INFORMATION GIVEN -
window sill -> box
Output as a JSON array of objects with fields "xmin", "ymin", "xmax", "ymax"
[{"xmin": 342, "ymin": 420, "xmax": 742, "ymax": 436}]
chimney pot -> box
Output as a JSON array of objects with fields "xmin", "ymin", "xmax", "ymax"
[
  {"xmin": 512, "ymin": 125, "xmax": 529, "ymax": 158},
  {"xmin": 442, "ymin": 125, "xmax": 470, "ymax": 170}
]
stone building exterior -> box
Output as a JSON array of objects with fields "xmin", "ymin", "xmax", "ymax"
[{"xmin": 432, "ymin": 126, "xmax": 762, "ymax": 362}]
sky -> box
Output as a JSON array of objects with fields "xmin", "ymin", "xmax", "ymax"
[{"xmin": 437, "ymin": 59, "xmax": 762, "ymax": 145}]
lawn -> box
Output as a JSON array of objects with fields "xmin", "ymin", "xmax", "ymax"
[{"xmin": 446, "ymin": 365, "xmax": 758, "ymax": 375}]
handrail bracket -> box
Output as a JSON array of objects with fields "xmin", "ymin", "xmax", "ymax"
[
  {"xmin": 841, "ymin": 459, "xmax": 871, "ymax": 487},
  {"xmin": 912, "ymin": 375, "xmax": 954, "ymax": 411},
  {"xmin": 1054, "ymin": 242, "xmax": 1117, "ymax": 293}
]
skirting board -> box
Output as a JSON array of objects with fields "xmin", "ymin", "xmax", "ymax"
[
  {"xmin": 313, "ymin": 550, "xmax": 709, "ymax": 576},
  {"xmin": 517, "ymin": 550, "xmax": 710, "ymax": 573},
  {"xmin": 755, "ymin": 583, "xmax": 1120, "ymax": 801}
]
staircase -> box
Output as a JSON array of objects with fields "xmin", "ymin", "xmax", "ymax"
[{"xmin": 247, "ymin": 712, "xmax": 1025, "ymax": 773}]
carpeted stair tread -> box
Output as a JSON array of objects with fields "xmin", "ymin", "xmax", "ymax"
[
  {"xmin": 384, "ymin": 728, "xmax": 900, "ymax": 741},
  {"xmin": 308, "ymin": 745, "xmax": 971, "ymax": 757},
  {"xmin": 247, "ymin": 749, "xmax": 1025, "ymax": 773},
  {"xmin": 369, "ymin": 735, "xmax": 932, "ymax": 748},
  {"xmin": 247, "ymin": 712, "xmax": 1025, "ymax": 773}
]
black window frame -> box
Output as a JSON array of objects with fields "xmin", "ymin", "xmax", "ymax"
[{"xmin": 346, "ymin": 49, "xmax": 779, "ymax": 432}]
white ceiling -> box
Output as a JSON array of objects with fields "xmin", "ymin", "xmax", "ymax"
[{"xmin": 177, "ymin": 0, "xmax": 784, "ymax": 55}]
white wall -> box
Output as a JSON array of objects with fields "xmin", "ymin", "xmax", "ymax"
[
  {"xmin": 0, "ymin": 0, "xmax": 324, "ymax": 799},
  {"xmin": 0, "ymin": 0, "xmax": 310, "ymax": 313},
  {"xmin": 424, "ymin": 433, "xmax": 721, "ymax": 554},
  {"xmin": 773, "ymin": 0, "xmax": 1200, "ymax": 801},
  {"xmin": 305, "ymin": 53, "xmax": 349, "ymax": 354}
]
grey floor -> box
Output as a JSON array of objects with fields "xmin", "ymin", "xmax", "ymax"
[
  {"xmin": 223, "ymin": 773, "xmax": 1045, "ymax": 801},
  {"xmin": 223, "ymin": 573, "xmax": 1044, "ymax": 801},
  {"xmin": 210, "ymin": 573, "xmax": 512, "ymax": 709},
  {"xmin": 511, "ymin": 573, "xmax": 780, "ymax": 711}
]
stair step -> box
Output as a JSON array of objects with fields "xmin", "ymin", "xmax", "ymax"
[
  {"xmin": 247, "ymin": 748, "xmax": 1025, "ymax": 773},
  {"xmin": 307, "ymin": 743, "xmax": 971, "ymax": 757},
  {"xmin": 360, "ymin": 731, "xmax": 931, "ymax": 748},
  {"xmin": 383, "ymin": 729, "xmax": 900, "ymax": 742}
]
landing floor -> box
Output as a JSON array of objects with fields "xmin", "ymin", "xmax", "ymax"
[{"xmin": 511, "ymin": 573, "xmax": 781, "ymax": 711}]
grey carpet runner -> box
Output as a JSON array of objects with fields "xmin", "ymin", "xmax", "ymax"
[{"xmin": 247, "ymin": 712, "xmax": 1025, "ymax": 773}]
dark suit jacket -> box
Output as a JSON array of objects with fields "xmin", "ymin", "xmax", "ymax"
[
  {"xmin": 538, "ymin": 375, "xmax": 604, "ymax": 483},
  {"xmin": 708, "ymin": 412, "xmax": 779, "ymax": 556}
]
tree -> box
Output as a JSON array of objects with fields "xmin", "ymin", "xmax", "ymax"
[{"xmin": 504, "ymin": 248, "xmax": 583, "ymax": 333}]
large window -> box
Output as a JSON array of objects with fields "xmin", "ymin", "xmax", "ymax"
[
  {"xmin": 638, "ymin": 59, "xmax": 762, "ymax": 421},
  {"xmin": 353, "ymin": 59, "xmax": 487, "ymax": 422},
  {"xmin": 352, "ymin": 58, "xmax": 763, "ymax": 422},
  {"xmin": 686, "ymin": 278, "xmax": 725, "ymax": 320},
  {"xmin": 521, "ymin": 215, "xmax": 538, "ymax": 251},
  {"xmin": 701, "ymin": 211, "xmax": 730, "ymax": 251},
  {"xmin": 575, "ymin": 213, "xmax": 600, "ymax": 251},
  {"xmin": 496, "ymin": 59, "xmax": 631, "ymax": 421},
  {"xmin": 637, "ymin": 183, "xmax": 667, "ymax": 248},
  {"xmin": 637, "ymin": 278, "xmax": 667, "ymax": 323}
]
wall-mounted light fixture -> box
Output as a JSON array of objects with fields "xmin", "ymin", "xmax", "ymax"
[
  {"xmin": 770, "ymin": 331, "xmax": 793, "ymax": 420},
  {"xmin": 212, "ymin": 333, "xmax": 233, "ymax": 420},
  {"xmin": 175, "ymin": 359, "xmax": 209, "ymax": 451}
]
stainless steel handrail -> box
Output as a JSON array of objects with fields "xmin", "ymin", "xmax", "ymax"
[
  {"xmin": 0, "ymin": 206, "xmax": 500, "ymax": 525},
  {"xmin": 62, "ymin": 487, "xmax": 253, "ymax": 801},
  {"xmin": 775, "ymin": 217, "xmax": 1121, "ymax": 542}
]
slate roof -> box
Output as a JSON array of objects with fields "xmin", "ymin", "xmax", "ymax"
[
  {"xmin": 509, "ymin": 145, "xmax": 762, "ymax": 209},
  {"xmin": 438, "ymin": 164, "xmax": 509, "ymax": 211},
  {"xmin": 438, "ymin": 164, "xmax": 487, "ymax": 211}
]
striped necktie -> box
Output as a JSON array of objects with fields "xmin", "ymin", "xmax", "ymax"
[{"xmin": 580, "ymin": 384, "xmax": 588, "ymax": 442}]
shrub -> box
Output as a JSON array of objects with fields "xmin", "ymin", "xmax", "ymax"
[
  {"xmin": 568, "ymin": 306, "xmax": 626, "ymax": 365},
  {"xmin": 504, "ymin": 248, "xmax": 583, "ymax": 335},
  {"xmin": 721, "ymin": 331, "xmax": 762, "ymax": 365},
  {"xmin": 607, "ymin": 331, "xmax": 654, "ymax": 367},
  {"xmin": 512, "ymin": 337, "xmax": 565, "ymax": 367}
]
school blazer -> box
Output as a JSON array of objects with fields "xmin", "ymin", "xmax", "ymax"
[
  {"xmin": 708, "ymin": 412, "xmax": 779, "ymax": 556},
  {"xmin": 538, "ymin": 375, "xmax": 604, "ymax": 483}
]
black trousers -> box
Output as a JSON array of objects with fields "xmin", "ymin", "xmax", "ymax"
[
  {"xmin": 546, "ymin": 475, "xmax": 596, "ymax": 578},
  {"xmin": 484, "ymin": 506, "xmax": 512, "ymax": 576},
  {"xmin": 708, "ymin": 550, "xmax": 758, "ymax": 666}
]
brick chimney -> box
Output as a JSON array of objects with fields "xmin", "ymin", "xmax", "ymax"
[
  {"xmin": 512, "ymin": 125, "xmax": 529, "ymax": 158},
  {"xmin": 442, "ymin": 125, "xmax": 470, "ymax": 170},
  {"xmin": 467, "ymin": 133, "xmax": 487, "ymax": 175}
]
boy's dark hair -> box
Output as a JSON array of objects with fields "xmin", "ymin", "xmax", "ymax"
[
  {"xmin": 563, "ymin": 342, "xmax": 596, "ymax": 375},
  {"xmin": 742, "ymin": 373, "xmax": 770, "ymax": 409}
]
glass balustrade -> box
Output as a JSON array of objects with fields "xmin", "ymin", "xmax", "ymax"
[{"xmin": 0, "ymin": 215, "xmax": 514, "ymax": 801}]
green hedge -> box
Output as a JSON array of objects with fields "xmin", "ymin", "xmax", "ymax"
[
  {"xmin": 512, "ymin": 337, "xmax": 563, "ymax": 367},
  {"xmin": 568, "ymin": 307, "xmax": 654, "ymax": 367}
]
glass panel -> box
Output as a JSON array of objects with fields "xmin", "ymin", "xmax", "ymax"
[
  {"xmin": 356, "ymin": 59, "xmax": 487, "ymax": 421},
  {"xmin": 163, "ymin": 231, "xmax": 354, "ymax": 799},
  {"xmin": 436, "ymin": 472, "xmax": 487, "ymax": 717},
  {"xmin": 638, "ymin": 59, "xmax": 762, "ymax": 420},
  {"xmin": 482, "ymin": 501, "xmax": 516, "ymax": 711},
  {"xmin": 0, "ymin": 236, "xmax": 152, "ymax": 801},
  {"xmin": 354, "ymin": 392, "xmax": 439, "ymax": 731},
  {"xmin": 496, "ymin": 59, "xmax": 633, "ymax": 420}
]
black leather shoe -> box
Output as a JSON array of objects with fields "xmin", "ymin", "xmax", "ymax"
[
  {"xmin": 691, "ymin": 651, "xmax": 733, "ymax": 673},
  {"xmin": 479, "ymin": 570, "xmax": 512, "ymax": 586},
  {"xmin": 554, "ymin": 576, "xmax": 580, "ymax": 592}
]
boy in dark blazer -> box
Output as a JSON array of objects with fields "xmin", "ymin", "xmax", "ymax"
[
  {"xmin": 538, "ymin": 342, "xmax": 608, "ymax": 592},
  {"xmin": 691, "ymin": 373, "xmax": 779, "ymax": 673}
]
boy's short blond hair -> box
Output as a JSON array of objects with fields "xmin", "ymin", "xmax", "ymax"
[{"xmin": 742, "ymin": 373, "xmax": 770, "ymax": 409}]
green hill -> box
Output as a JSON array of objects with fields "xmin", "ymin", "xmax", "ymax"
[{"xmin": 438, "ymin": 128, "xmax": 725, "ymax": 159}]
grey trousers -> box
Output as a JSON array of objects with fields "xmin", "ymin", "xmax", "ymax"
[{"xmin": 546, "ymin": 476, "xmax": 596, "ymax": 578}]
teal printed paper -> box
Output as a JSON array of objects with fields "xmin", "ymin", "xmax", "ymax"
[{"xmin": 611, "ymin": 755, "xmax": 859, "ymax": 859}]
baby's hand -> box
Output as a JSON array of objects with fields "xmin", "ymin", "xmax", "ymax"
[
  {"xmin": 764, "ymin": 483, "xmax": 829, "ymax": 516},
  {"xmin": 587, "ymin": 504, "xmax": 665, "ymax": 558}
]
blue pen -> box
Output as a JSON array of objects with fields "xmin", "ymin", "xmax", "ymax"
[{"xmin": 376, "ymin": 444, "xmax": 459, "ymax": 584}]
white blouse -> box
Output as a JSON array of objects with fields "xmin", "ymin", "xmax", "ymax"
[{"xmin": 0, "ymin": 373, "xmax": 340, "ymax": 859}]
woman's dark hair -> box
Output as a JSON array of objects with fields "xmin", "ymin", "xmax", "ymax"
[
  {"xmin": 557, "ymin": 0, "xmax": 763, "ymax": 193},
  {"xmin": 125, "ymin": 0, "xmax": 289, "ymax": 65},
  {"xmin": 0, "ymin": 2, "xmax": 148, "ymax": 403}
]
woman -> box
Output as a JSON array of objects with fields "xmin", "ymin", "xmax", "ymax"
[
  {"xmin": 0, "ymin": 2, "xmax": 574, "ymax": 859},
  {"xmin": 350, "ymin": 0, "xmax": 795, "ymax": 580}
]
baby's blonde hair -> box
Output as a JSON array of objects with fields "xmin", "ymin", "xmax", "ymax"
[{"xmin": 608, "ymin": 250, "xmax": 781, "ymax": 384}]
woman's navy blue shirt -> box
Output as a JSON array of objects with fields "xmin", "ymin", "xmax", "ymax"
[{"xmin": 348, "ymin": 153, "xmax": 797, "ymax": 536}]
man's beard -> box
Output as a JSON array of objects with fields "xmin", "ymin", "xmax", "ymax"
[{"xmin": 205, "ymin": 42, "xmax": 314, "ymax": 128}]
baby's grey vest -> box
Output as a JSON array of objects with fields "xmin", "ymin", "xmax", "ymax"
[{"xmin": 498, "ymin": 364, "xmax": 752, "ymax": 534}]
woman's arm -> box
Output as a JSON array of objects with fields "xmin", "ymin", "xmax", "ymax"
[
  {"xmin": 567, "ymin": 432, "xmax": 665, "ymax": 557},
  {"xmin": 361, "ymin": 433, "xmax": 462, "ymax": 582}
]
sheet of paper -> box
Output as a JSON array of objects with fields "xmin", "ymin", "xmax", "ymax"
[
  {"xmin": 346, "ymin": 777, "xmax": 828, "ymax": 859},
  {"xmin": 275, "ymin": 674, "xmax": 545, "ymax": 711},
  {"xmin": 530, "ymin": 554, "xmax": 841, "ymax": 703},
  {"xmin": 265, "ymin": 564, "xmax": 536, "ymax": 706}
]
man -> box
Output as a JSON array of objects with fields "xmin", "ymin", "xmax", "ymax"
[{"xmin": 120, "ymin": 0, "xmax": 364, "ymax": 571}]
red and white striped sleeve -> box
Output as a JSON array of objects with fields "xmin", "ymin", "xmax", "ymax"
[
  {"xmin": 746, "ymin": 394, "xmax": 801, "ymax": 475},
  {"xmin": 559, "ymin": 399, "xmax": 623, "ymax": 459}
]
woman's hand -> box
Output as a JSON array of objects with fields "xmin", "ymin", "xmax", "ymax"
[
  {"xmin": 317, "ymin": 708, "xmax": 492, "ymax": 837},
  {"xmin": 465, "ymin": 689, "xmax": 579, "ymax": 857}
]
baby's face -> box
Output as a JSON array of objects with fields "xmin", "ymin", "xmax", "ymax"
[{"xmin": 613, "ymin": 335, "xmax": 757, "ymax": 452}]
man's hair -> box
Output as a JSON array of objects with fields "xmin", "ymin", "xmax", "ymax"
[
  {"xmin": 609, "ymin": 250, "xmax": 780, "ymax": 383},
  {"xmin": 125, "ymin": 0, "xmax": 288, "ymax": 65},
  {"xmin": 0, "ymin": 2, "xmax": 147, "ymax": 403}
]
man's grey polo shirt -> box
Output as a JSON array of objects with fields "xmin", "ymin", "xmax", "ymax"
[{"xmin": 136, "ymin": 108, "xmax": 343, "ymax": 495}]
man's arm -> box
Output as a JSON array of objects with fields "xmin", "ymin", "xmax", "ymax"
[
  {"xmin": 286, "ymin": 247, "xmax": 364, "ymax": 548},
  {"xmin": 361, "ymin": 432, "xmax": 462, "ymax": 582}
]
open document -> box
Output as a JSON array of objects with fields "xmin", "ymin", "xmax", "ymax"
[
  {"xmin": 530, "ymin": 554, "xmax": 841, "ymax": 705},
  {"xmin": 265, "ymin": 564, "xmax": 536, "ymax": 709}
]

THE EXERCISE - Identify each line of the entries above that contains the string "striped", and copy every such line in full.

ANSWER BELOW -
striped necktie -> box
red and white striped sleeve -> box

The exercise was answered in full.